◆ EXTRACTED TEXT ◆
Start
Accept supplementary Unicode characters in identifiers #9687

som-snytt · 2021-07-04T10:04:52Z

Previously the lexer only accepted identifiers drawn from the basic multilingual plane.

build.sbt

src/compiler/scala/tools/nsc/ast/parser/Scanners.scala

martijnhoekstra · 2021-07-08T08:58:42Z

If I read this correctly, the biggest change is in plain identifiers, which now allow non-BMP characters if allowed by the identifier grammar. Strings literals, interpolations, back quoted identifiers, char literals and other literals are all unchanged: even where the spec didn't allow supplementary characters, the implementation did.

Changed:

Plain identifiers:
- non-BMP characters are allowed (if allowed by the identifier grammar) (new in this PR)
- Invalid codepoints or code sequences are not allowed in any way, shape or form (unchanged)
End
◆ WORK TO COMPLETE ◆
Rewrite the pull request discussion starting with "Previously the lexer" and going on through "the implementation did.", replacing "lexer" with "scanner".

◆ STORED RECORDS ◆
Start
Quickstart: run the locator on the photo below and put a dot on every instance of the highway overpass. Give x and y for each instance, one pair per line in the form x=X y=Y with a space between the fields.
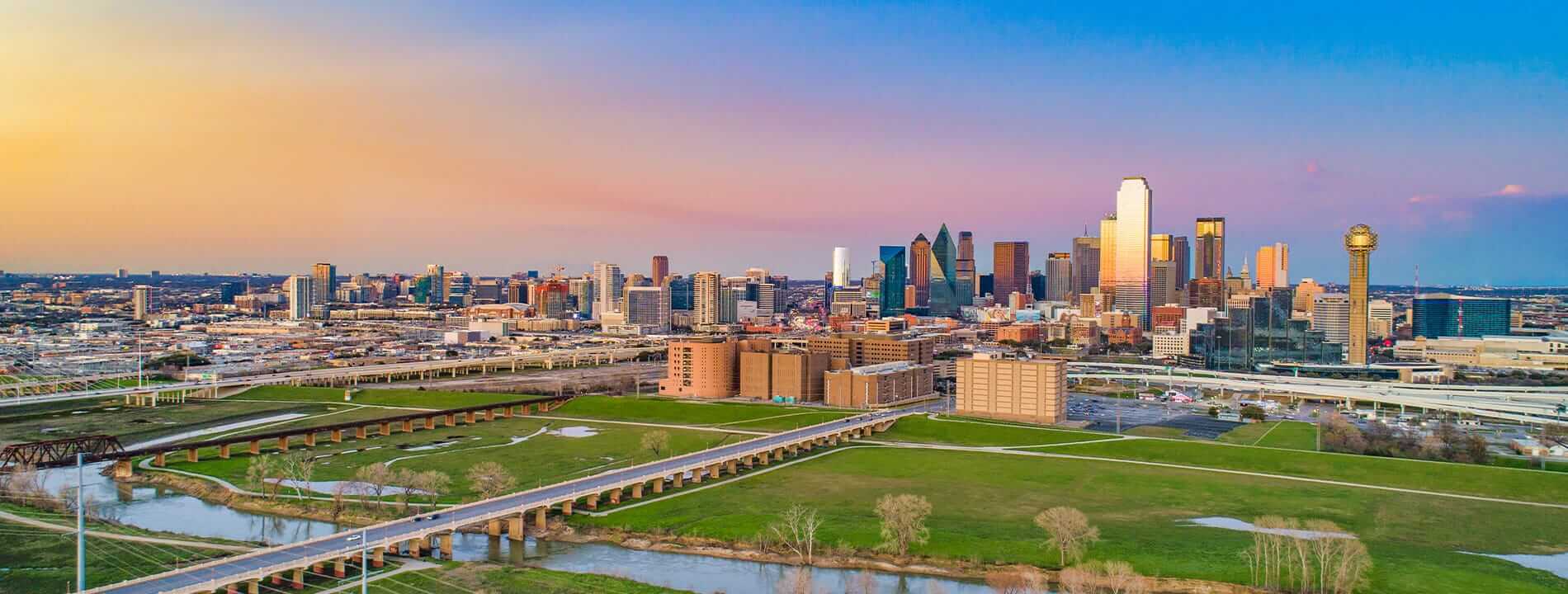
x=502 y=515
x=1521 y=405
x=348 y=376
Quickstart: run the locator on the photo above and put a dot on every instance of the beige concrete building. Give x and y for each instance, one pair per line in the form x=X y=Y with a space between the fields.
x=877 y=386
x=857 y=350
x=701 y=369
x=1032 y=390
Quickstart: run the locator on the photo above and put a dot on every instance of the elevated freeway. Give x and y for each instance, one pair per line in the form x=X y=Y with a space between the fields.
x=342 y=375
x=507 y=515
x=1521 y=405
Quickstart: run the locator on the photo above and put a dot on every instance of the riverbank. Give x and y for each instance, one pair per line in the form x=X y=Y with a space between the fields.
x=858 y=560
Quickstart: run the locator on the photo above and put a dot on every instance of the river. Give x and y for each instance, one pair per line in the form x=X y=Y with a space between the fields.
x=172 y=512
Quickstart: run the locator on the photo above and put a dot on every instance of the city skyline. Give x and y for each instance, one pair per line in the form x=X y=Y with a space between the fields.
x=860 y=141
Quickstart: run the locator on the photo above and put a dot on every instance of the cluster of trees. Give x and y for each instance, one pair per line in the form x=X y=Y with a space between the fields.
x=1285 y=557
x=1448 y=442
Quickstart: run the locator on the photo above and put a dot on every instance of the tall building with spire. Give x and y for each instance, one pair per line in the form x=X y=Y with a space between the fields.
x=921 y=270
x=660 y=270
x=1134 y=205
x=968 y=281
x=1360 y=242
x=1085 y=266
x=1209 y=234
x=944 y=275
x=894 y=278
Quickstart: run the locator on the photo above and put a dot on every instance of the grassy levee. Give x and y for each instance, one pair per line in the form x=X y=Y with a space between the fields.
x=132 y=425
x=381 y=397
x=670 y=411
x=466 y=578
x=984 y=503
x=1289 y=435
x=540 y=460
x=38 y=562
x=963 y=431
x=1405 y=474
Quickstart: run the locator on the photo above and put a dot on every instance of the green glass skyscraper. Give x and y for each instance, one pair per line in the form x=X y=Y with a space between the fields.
x=894 y=278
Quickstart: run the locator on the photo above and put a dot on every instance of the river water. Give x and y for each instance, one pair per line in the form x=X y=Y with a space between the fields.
x=172 y=512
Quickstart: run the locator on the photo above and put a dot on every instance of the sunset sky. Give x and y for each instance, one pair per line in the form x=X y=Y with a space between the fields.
x=491 y=139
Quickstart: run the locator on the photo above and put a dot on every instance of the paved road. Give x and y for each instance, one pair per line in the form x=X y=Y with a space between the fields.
x=219 y=574
x=328 y=374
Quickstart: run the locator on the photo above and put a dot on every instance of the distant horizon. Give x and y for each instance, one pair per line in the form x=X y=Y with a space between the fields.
x=737 y=135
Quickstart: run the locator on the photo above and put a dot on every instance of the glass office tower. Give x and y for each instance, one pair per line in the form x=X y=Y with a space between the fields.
x=894 y=278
End
◆ WRITTEN RESPONSE ◆
Previously the scanner only accepted identifiers drawn from the basic multilingual plane.

build.sbt

src/compiler/scala/tools/nsc/ast/parser/Scanners.scala

martijnhoekstra · 2021-07-08T08:58:42Z

If I read this correctly, the biggest change is in plain identifiers, which now allow non-BMP characters if allowed by the identifier grammar. Strings literals, interpolations, back quoted identifiers, char literals and other literals are all unchanged: even where the spec didn't allow supplementary characters, the implementation did.